Transcreva do texto sobre o "kit covid" todo o trecho que vai de "Na última segunda-feira" até "do novo coronavírus.".

**TEXTO FORNECIDO:**
# # # # # # #
Em debate realizado na manhã desta quarta-feira (22), especialistas criticaram hospitais privados e planos de saúde que têm ministrado o chamdo “kit covid” para tratamento da doença causada pelo novo coronavírus. A receita inclui medicamentos como cloroquina (e seu composto, a hidroxicloroquina), ivermectina e azitromicina, e tem sido aplicada em casos suspeitos ou confirmados de covid-19. Sem eficácia comprovada, os remédios podem causar efeitos colaterais graves aos pacientes.

O debate sobre a eficácia do coquetel de medicamentos foi realizado pela Ciência USP. Frederico Fernandes, doutor em pneumologia e médico assistente no Hospital das Clínicas da Faculdade de Medicina da USP, explicou que a criação sobre o “kit covid” é mais político do que técnico.

O especialista é defensor da autonomia dos profissionais da saúde, mas explica que as entidades médicas precisam apresentar aos seus integrantes notas técnicas sobre a não eficácia daqueles medicamentos contra a covid-19.

“A Associação Médica Brasileira soltou um comunicado absolutamente político acusando os médicos de ‘torcerem pelo vírus’. Eles disseram defender a autonomia do médico, mas não é verdade. Quando estou informado sobre risco-benefício e sei que o risco é maior, o que eu faço é imprudência. Então, erro médico não é autonomia”, afirmou

Na última segunda-feira (20), a AMB defendeu, por meio de uma nota oficial, a autonomia do médico em relação à prescrição da hidroxicloroquina como forma de combate à covid-19. A associação ainda pediu o fim do que chamou de “politização sobre o medicamento”, que não tem eficácia comprovada para o combate do novo coronavírus.
# # # # # # #
**REGISTROS FORNECIDOS:**
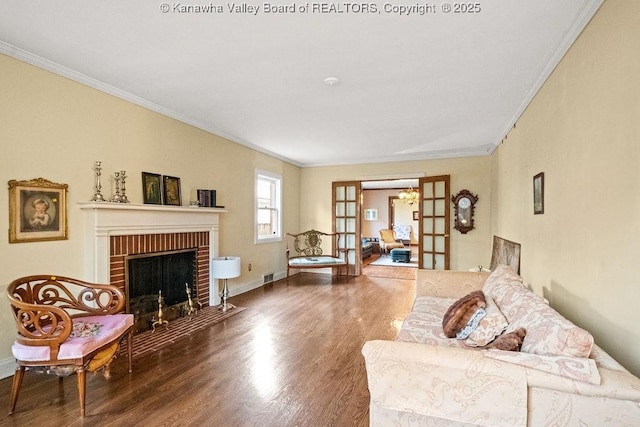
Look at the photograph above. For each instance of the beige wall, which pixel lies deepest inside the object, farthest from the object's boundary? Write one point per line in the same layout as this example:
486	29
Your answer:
54	128
583	131
467	250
# # # # # # #
**RESPOSTA:**
Na última segunda-feira (20), a AMB defendeu, por meio de uma nota oficial, a autonomia do médico em relação à prescrição da hidroxicloroquina como forma de combate à covid-19. A associação ainda pediu o fim do que chamou de “politização sobre o medicamento”, que não tem eficácia comprovada para o combate do novo coronavírus.